======== Supplied information ========
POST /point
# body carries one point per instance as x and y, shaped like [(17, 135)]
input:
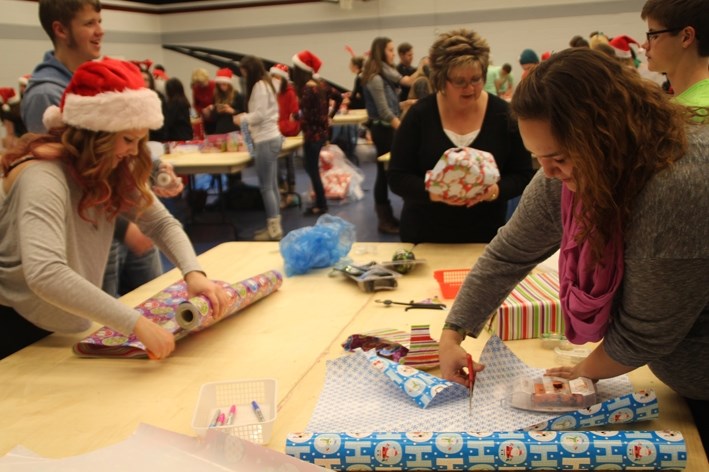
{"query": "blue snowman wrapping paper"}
[(382, 395), (546, 450)]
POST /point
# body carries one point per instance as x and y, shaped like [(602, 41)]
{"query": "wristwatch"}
[(456, 328)]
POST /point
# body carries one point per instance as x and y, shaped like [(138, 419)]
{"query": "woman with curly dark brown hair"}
[(623, 195), (60, 195)]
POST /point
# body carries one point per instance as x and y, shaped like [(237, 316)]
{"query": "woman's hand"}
[(565, 372), (199, 284), (454, 359), (158, 341)]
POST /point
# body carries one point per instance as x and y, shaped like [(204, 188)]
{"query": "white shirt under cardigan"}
[(263, 113), (52, 261)]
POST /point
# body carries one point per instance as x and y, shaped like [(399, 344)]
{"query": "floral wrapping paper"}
[(171, 309), (462, 173)]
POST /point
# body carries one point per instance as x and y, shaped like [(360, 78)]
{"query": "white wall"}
[(277, 32)]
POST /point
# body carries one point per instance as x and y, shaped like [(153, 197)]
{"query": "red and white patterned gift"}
[(462, 173)]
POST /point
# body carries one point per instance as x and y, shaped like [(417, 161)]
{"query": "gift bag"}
[(342, 179), (462, 173)]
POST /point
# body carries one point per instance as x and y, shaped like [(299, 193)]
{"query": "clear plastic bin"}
[(216, 397)]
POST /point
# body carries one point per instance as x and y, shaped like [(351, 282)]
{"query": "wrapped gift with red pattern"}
[(462, 173)]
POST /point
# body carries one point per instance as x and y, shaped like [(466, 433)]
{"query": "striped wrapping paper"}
[(533, 308)]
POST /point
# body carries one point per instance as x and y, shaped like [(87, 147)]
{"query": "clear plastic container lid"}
[(552, 394)]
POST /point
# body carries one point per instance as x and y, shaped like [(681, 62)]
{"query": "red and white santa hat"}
[(307, 61), (8, 97), (281, 70), (224, 76), (107, 95), (621, 46), (159, 74)]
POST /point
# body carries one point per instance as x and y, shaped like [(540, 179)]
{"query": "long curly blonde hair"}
[(617, 129), (90, 159)]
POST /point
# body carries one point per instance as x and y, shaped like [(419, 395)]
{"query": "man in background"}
[(677, 44), (74, 27)]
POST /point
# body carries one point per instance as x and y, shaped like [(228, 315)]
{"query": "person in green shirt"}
[(677, 44)]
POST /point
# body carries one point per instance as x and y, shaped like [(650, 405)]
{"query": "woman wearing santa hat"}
[(289, 125), (59, 199), (314, 121)]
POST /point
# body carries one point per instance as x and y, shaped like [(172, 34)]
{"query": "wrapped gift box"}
[(462, 173), (533, 308)]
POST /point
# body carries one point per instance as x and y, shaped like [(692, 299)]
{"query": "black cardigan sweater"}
[(418, 145)]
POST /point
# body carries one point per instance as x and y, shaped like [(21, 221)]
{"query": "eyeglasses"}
[(460, 82), (650, 35)]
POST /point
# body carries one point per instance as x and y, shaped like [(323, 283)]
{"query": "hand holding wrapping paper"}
[(462, 174), (181, 316)]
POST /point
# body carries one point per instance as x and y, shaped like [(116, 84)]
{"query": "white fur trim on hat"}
[(52, 118), (279, 72), (110, 111), (298, 62)]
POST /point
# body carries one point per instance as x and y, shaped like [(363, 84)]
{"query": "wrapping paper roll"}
[(546, 450), (169, 309), (196, 313)]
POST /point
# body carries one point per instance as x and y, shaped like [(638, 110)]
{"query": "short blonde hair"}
[(457, 48)]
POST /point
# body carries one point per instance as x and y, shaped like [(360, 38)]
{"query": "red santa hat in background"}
========
__What to do__:
Return every one of the records above word for word, without the pictures.

__Exercise result__:
POST /point
# body carries one point per instance as x and y, shaped like [(17, 135)]
input:
{"query": "blue snowman wrapping paper"}
[(382, 395), (546, 450)]
POST /point
# body carries one point per instance as x and y, shaped like [(602, 41)]
{"query": "wristwatch"}
[(456, 328)]
POST /point
# body carries one point per instance as x and y, shaped like [(138, 419)]
{"query": "woman with curly dark brown hair"}
[(623, 195), (60, 195)]
POST /point
# body carries one point per instance as x and y, shaped like [(237, 316)]
{"query": "woman's hand"}
[(565, 372), (199, 284), (454, 359), (158, 341)]
POST /point
# body carries one point per instance as x and y, shaped like [(204, 188)]
{"query": "white shirt under cardigan"}
[(263, 113), (52, 261)]
POST /point
# body carries one point per instance as x and y, shaped like [(399, 344)]
{"query": "floral wrapping paper"}
[(171, 309), (462, 173)]
POST /point
# body carries one point per instance as x and y, shaped like [(360, 78)]
{"query": "white wall"}
[(277, 32)]
POST /point
# body carries one point per instance as x and y, shaped like [(153, 197)]
{"query": "red and white patterned gift"}
[(462, 173)]
POST /point
# body carries one point per instance as x and y, shaped like [(417, 161)]
{"query": "gift bag"}
[(342, 179), (462, 173)]
POST /point
# body carries one point per instance as x and y, shaped like [(299, 193)]
{"query": "clear plastic bin"}
[(216, 397)]
POST /point
# body carries one point per instance as x and y, shaped like [(351, 282)]
{"query": "wrapped gift with red pattern"}
[(462, 173)]
POST /point
# body carries one point per instance as x and y, shaped like [(466, 433)]
{"query": "striped wrapping paper"}
[(533, 308)]
POST /point
# body carries one point per instance as x and y, shaped like [(87, 147)]
{"query": "clear plastic container lid"}
[(552, 394)]
POST /point
# body carries one point per instance as x and y, shaped like [(681, 62)]
{"query": "red and white santa hat"}
[(307, 61), (8, 97), (281, 70), (224, 76), (107, 95), (621, 46), (159, 74)]
POST /point
# body carries one point per instance as x and y, shaped like [(540, 179)]
{"query": "long curly blonde hair"}
[(617, 129), (90, 159)]
POST /point
# body carries one point per instance as x and y, shaped like [(419, 395)]
{"query": "man in background"}
[(677, 44), (74, 27)]
POST /point
# body carries one point per instance as x and y, shaped like [(228, 315)]
{"query": "person in green shirt"}
[(677, 44)]
POST /point
# body carries one point per instance as x and y, shaped like [(650, 405)]
{"query": "woman wearing santa hat"}
[(289, 125), (59, 199), (314, 121)]
POST /point
# body carries one point per instance as x and y, shaped like [(172, 34)]
{"query": "wrapped gift box"}
[(462, 173), (533, 308)]
POST /point
# body carries one point per instance as x and y, shaped like [(692, 299)]
{"query": "black cardigan sweater"}
[(418, 145)]
POST /point
# body carries one point per instance as x and y, shaped like [(21, 221)]
{"query": "eyeglasses"}
[(460, 82), (650, 35)]
POST /point
# body carries one point per instance as x and y, shaped like [(323, 283)]
{"query": "hand holding wrapping paper"}
[(462, 174), (181, 316)]
POST /point
# body carries one point per instance as x and y, shaped like [(116, 84)]
{"query": "white fur trim on hat"}
[(52, 118), (279, 72), (110, 111), (298, 62)]
POST /point
# body carries one point per instance as x and y, shaped like [(363, 84)]
{"query": "wrapping paper roll"}
[(546, 450), (169, 309), (196, 313)]
POST /point
# body carries one point per instance as x and y, shaped like [(638, 110)]
{"query": "short blonde hair"}
[(457, 48)]
POST /point
# body carries one point per instance as x and y, shaped like [(360, 38)]
{"query": "red santa hat in background"}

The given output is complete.